=== PROBLEM REQUIREMENTS ===
Rewrite the records, starting with the line that contains "like x=188 y=64." and going on through the line that contains "x=173 y=216", keeping the requests unchanged. Add 31 to each coordinate value in the answers.

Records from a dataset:
╔══

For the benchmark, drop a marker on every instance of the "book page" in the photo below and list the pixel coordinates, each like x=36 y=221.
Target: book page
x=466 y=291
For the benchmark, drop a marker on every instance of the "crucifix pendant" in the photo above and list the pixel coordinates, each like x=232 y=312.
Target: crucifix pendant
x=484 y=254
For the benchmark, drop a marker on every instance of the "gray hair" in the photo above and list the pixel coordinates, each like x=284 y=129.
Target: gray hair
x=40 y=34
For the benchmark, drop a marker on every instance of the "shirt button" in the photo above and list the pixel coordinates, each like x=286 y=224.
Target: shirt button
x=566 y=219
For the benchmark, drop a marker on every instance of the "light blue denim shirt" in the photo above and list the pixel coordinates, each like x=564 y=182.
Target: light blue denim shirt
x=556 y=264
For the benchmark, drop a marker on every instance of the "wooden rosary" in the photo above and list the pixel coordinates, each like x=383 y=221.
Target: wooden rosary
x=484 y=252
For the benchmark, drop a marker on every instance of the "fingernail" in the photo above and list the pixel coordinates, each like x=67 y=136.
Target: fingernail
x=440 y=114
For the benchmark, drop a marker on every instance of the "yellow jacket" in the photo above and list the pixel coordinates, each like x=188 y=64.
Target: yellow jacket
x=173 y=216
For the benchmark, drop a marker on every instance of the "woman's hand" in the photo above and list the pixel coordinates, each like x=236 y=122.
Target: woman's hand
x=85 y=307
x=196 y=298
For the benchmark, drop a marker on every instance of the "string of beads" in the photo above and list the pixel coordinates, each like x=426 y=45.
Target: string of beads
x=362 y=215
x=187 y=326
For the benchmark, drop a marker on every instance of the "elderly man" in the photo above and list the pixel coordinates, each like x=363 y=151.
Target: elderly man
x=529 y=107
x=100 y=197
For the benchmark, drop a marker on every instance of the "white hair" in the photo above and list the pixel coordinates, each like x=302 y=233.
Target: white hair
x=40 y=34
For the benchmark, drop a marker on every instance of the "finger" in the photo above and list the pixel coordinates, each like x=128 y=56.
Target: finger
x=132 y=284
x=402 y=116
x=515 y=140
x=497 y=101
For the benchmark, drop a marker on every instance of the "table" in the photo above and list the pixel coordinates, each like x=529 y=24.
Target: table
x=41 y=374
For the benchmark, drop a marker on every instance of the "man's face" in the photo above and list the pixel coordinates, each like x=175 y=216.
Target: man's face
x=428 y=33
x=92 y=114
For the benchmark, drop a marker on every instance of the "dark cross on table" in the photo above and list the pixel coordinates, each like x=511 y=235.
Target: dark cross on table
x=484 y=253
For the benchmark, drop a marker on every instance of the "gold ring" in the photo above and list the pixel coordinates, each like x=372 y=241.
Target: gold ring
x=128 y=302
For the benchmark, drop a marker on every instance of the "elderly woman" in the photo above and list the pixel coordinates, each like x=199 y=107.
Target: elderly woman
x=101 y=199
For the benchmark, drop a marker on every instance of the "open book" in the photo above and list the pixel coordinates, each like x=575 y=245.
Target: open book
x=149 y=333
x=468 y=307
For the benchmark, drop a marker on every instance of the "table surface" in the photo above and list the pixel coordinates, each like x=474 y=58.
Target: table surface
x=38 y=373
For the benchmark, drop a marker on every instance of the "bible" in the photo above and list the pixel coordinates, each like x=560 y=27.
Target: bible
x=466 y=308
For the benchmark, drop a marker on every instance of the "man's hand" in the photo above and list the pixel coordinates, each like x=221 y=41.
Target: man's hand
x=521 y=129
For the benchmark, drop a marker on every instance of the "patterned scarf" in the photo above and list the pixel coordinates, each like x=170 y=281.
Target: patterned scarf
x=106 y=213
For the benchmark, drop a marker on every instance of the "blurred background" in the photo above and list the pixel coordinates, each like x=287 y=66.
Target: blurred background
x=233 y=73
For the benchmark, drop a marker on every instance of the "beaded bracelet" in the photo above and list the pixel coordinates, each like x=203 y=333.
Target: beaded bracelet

╚══

=== ANSWER FOR THE TASK ===
For the benchmark, drop a marker on every instance of the "yellow jacket" in the photo above and list the pixel coordinates, each like x=188 y=64.
Target: yellow jacket
x=204 y=247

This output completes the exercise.